[WORK ORDER A]:
Using the excerpt on PKCbeta I and anti-IgM-induced apoptosis, can you answer each question below?
(i) How much higher was PKCbeta I expression in the four selected colonies than in the untransfected TW10.1 cells?
(ii) What percentage of PKCbeta I-overexpressing TW10.1 transfectants remained viable after 72 h of anti-IgM stimulation?
(iii) What concentration of PD098059 was used to treat the W10 cells?
[WORK ORDER B]:
Does each statement below agree with the excerpt on PKCbeta I and anti-IgM-induced apoptosis? Give yes or no, and quote the words that decide it.
(i) Four control colonies expressing the puromycin resistance gene were isolated.
(ii) Treatment with PD098059 alone substantially reduced the viability of W10 cells.
(iii) Anti-IgM-induced ERK2 activation was measured in both W10 and TW10.1 cells.

[SELECTED EXTRACT]:
============
To determine whether the increased anti-IgM-induced apoptosis of TW10.1 cells is due to the inhibition of PKCbeta I activation, we transfected TW10.1 cells with an expression vector encoding intact rat PKCbeta I and selected four colonies in which the expression levels of PKCbeta I were 2-3 times higher than in the untransfected TW10.1 cells. We also isolated four control colonies that express the puromycin resistance gene but have no increased levels of PKCbeta I. Stimulation with anti-IgM showed that overexpression of PKCbeta I rendered the TW10.1 cells less susceptible to anti-IgM-induced apoptosis (Fig. 1). Although only 16.8% of TW10.1 cells or 17.1% of the puromycin resistant control colonies (data not shown) were viable after 72 h of anti-IgM stimulation, 35.4% of PKCbeta I-overexpressing TW10.1 transfectants remained viable. This shows that the B-LSP1-mediated inhibition of PKCbeta I contributes significantly to the B-LSP1-mediated increase in anti-IgM-induced apoptosis of TW10.1 cells. The partial reversal may be related to the level of overexpression of PKCbeta I. Alternatively, it may indicate that expression of B-LSP1 also affects anti-IgM-induced apoptosis through mechanisms that do not involve PKCbeta I activation.

Inhibition of PKCbeta I Translocation Inhibits Anti-IgM-induced ERK2 Activation-- To determine whether the specific inhibition of anti-IgM-induced translocation of PKCbeta I affects a known cPKC-regulated, anti-IgM-stimulated signaling pathway, we measured the anti-IgM-induced activation of the MAP kinase ERK2 in W10 and TW10.1 cells. Activation of ERK2 is associated with survival in many cell types (29, 30), and results in Fig. 1 show that this is the case in W10 cells as well. Treatment of W10 cells with 25 µM PD098059, an inhibitor specific for MEK1 (31), the direct activator of ERK2, does not significantly affect cell viability as 89.1% of W10 cells displayed a normal FSC/SSC profile after 72 h of culture. However, in cultures treated with PD098059 and 5 µg/ml anti-IgM, only 34.3% of cells were viable, showing that anti-IgM-induced activation of ERK2 protects W10 cells from anti-IgM-induced apoptosis.
============
Dataset entries:
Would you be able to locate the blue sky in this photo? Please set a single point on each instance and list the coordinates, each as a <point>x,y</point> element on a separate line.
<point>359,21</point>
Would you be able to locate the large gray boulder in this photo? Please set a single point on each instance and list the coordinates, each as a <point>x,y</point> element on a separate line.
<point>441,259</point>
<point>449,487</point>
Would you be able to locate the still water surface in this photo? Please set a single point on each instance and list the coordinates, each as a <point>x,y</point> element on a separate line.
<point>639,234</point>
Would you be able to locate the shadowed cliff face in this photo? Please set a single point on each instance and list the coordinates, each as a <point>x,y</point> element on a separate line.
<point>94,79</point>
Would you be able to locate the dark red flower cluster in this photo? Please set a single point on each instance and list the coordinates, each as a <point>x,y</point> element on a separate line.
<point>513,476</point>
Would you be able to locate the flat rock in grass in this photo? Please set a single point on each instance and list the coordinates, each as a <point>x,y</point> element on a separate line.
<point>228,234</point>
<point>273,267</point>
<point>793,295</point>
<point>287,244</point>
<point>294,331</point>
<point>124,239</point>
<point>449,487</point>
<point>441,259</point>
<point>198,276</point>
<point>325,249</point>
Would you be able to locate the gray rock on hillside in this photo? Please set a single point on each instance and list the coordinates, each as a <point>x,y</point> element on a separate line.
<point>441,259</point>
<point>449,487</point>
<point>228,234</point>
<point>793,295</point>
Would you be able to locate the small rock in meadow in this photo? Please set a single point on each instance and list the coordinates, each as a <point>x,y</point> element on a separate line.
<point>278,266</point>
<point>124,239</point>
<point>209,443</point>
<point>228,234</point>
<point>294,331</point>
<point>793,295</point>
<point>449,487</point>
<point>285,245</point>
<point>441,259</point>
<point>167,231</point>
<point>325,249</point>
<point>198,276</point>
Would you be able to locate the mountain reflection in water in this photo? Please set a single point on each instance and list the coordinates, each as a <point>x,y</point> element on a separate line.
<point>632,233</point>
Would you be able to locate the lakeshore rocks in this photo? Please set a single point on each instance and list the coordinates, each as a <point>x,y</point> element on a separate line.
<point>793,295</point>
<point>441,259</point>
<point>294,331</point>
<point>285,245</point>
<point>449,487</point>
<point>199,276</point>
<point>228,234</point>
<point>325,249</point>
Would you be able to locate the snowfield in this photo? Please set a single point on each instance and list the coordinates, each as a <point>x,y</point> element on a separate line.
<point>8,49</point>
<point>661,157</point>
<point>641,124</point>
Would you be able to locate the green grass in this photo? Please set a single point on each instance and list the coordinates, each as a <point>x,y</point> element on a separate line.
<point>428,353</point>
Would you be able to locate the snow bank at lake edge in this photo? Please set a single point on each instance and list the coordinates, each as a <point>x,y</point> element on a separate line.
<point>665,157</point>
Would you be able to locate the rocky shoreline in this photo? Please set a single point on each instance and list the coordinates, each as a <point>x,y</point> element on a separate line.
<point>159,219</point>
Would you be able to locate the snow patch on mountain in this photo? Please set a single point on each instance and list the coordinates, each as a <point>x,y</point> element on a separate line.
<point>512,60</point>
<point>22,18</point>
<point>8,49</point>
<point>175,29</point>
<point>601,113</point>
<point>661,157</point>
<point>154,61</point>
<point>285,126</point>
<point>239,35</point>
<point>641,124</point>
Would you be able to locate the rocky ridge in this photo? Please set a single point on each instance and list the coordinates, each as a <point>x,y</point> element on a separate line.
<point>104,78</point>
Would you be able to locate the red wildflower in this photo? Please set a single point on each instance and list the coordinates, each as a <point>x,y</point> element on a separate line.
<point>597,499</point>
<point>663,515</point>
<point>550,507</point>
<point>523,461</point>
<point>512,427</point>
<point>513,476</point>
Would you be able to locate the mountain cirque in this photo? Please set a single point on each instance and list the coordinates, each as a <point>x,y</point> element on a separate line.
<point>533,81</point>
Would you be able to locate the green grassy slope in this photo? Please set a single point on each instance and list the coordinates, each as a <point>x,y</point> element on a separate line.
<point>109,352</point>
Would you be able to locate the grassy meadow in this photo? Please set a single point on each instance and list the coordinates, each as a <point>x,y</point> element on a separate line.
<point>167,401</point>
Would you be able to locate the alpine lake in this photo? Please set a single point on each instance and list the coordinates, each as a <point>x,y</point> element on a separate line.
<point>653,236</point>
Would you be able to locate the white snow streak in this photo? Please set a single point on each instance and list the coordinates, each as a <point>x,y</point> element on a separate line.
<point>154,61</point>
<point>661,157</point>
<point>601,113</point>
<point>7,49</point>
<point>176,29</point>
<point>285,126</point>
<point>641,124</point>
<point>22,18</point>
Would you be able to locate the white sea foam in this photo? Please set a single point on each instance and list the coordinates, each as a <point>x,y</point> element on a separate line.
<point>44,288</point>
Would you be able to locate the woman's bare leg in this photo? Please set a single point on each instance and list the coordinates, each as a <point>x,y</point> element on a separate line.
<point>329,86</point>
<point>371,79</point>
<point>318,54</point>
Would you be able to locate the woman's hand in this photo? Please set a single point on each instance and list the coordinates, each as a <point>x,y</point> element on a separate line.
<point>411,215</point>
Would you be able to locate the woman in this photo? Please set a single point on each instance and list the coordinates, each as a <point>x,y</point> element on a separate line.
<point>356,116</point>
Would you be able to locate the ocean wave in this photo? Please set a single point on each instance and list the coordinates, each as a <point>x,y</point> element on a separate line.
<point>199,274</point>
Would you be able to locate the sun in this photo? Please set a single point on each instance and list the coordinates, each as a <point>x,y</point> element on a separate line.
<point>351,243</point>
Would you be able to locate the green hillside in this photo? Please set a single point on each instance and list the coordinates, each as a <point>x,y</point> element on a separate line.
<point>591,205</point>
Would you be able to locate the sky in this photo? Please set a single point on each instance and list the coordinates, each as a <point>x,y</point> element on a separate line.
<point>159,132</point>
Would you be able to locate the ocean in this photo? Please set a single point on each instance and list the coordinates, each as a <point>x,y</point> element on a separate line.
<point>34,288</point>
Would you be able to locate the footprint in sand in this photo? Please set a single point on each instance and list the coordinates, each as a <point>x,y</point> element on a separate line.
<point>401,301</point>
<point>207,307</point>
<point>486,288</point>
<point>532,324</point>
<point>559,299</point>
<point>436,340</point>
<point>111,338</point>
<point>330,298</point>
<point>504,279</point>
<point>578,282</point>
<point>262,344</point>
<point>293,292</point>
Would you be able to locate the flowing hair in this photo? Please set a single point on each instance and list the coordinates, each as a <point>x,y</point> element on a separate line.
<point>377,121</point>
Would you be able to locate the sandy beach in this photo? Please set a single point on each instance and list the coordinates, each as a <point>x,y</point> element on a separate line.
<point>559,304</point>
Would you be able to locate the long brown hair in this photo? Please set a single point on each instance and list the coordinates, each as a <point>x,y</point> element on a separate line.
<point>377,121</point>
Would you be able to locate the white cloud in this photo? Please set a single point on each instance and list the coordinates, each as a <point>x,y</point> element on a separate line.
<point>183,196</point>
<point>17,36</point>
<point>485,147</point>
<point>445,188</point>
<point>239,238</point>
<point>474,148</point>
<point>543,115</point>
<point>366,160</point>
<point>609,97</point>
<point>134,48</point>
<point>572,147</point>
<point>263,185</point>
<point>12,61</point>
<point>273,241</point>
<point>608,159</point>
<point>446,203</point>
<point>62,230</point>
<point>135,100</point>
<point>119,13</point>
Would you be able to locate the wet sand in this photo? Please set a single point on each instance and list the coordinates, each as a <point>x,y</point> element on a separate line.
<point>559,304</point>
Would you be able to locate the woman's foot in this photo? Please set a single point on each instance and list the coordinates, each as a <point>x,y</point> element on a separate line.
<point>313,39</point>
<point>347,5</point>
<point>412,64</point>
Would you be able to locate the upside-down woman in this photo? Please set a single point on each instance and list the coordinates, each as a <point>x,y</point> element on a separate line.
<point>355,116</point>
============
[EXERCISE ANSWER A]:
(i) 2-3 times higher
(ii) 35.4%
(iii) 25 µM

[EXERCISE ANSWER B]:
(i) Yes: "We also isolated four control colonies that express the puromycin resistance gene"
(ii) No: "does not significantly affect cell viability"
(iii) Yes: "we measured the anti-IgM-induced activation of the MAP kinase ERK2 in W10 and TW10.1 cells"